• [Work item]
The records below are to be reproduced exactly, with the pictures left out.
#####
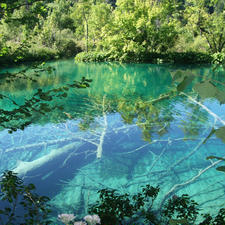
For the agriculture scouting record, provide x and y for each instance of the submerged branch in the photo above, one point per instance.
(40, 144)
(99, 149)
(205, 108)
(178, 186)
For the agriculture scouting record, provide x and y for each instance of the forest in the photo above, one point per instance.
(183, 31)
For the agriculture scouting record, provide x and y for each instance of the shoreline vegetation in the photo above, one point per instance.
(167, 31)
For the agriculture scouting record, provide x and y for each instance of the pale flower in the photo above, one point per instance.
(66, 218)
(80, 223)
(92, 219)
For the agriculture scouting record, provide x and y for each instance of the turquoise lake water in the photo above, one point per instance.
(136, 124)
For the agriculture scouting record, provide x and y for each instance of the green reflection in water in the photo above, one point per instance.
(135, 124)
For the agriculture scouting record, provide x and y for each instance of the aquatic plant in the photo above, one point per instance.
(21, 203)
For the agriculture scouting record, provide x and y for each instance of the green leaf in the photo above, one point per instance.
(205, 89)
(220, 133)
(178, 222)
(4, 5)
(215, 157)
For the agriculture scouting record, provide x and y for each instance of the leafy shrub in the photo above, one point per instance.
(181, 208)
(92, 57)
(20, 197)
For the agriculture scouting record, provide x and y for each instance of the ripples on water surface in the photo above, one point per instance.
(128, 129)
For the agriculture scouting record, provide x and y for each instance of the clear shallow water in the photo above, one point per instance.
(120, 133)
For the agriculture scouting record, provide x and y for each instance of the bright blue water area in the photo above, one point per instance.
(118, 133)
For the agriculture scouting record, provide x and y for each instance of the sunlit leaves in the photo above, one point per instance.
(207, 89)
(220, 133)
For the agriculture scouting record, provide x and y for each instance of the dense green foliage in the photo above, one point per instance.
(22, 204)
(176, 31)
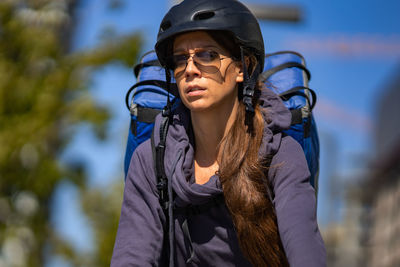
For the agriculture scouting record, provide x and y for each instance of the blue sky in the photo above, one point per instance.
(351, 49)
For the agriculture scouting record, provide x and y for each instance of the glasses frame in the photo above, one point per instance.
(210, 69)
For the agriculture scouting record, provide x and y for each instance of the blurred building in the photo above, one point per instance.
(381, 194)
(369, 233)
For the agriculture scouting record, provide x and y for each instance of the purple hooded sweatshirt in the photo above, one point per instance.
(140, 234)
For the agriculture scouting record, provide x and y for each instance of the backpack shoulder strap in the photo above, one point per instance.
(163, 187)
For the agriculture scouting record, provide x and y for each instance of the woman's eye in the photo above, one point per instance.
(180, 59)
(207, 55)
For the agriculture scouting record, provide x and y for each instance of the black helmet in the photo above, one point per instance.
(219, 15)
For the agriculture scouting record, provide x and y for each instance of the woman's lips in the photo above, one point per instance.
(194, 90)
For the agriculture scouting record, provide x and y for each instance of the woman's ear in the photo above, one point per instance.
(239, 78)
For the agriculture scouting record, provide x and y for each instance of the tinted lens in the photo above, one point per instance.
(207, 57)
(207, 61)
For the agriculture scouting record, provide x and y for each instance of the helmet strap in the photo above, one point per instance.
(249, 83)
(167, 109)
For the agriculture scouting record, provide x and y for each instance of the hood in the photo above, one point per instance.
(179, 152)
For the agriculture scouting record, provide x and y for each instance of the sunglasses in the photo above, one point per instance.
(207, 61)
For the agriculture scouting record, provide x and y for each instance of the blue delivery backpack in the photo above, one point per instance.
(285, 73)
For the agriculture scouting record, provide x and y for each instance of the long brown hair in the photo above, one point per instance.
(245, 185)
(243, 179)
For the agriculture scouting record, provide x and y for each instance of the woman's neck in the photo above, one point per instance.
(209, 128)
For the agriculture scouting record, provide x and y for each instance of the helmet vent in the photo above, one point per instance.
(204, 15)
(165, 25)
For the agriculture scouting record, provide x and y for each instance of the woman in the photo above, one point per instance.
(225, 139)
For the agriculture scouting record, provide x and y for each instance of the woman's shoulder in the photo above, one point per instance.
(141, 167)
(289, 165)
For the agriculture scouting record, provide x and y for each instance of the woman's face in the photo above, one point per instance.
(205, 74)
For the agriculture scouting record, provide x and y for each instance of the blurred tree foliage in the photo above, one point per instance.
(44, 95)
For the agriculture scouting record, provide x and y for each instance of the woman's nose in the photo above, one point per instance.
(191, 68)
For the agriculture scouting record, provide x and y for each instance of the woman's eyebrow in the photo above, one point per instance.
(198, 47)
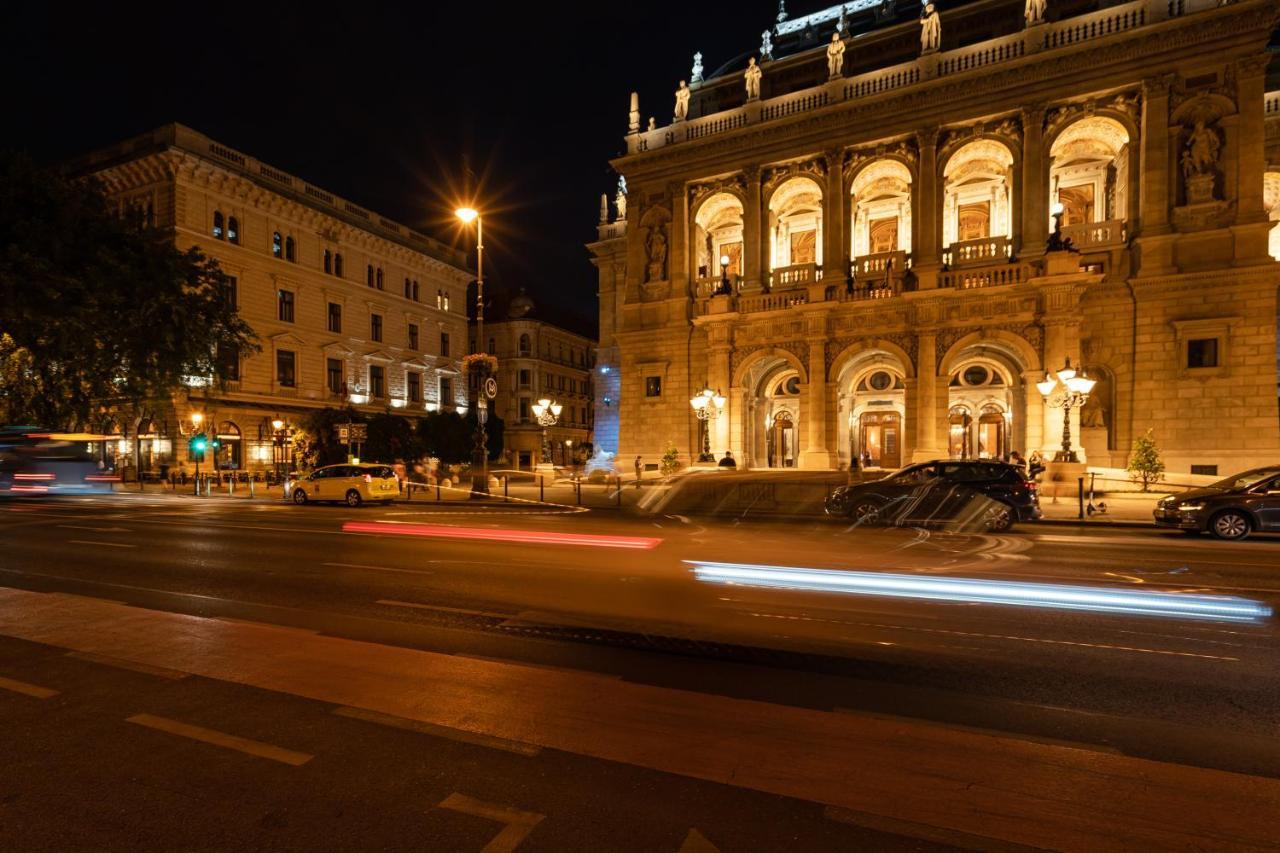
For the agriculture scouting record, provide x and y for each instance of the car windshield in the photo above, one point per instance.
#####
• [Reply]
For the agriculture scouting record, provide x and y for each instance of the submerged branch in the photo above, one point per instance.
(40, 144)
(99, 149)
(205, 108)
(178, 186)
For the agriculture scouting record, provide x and y for each instance of the forest in the photo above, one point per instance.
(183, 31)
For the agriculture scouting record, provide x and y for each instance of the shoreline vegetation in the photo above, one point per instance.
(167, 31)
For the agriculture scouting record, provide x and y for each instance of the pale flower in the photo above, one point per instance.
(66, 218)
(80, 223)
(92, 219)
For the agriculture scouting record, provide x and y for each instance of the turquoise lake water in the photo above, one point per instance.
(136, 124)
For the agriculture scouting record, provide x and y for each instance of the green reflection in water in the photo above, one point per instance.
(135, 124)
For the agriculture scouting record, provide x and y for each instance of the aquatic plant in the photo above, one point per instance.
(21, 203)
For the agriculture scouting record, provide x and y for each instance of the green leaf in the photo above, one point per instance.
(205, 89)
(220, 133)
(178, 222)
(4, 5)
(215, 157)
For the agriculture scouting record, provide x and y for each instance of the leafy shrub in the photo above, one point per instance.
(181, 208)
(92, 57)
(20, 197)
For the agriculture scouting record, provide x and y for each instance of the ripples on water surface in the photo above, one point per instance.
(128, 129)
For the agriculture scouting record, provide x and y for each instance of the clear shallow water in the photo above, one point per instance.
(120, 133)
For the agriculture scouting record, provide x and y for each instance of the bright blue water area in the photo above, one point per instance.
(118, 133)
For the agriculture scouting record, provide x and y for each instance of the sunlit leaves in the photo above, one point per instance.
(207, 89)
(220, 133)
For the agriculture scouting record, provide x and y for each instance of the dense green foliage in the photo above, one point per instance.
(22, 204)
(176, 31)
For the agriculture scouting record, provide x and y for each instance of the blue sky in the photo above, one point per instance.
(351, 49)
For the agriculture scouting record, provide x and y for each instance of the glasses frame in the photo above, one point per instance.
(210, 69)
For the agriculture scouting record, provide x and y for each instance of the blurred building in the photo above, one point per instance.
(381, 194)
(369, 233)
For the agriculture scouting record, provide x and y for each instance of the purple hooded sweatshirt in the photo above, one point per instance.
(140, 234)
For the agriculture scouting record, provide x and y for each instance of the backpack shoulder strap in the photo above, one point per instance.
(163, 187)
For the agriculture scouting record, provide x and y for each instance of the woman's eye in the photo above, one point per instance.
(180, 59)
(207, 55)
For the agriculture scouting record, provide x and y for each instance of the black helmet in the photo above, one point per instance.
(219, 15)
For the agriculture scouting record, provide x and y for each instance of the woman's lips in the photo above, one point per instance.
(194, 90)
For the agriculture scouting record, provide x and y for each instance of the woman's ear in the photo above, one point per instance.
(239, 78)
For the agriculture scouting record, provide x and y for each instance of the tinted lens in the photo above, one point per instance.
(207, 57)
(207, 61)
For the agriculture scouting record, provide x and y for each instance of the helmet strap in the photo above, one point per instance.
(249, 83)
(167, 109)
For the agriculture scouting record, provide x and y for each instance of the hood in the photo above, one point per instance.
(179, 152)
For the agriculture scouting record, provide x and y for each instance of the sunglasses in the photo above, one point per instance.
(207, 61)
For the agriculture scouting record, provide x and y for each instance of the blue delivery backpack in the photo above, one point per instance.
(285, 73)
For the agriculture scouting record, provide x and y for each instance of the long brown hair in the photo above, one point per instance.
(245, 185)
(243, 179)
For the agriculture scouting record, provide x and y for each instance of the woman's neck in the photo above, one point per instance.
(209, 128)
For the agriculture scouting record, provide x and y for each instance of the helmet vent in the photo above, one point per instance.
(204, 15)
(165, 25)
For the agriculture scouting record, provide x and y for each instance of the woman in the photo above, one point per instance.
(225, 139)
For the agriculture scouting record, provide x and y for each instance of the woman's shoulder in the photo above, one point per instance.
(141, 167)
(289, 165)
For the agriculture scouting record, provide x and y for each instance of the woman's face in the photo above, one point per instance.
(205, 74)
For the agriculture scouting record, provide x and y for each instance of the blurred tree foliage in the photo above, one point per instance.
(44, 95)
For the agriculture scouting record, provide x and y for each instance of the woman's nose in the photo above, one point per instance.
(191, 68)
For the agriculture scouting record, provide x and y for each instance of the woman's eyebrow in the photo above, one point per instance.
(198, 47)
For the agriculture scouting record, provide x and y for each instance of the car windshield in the photo above, one point per instance.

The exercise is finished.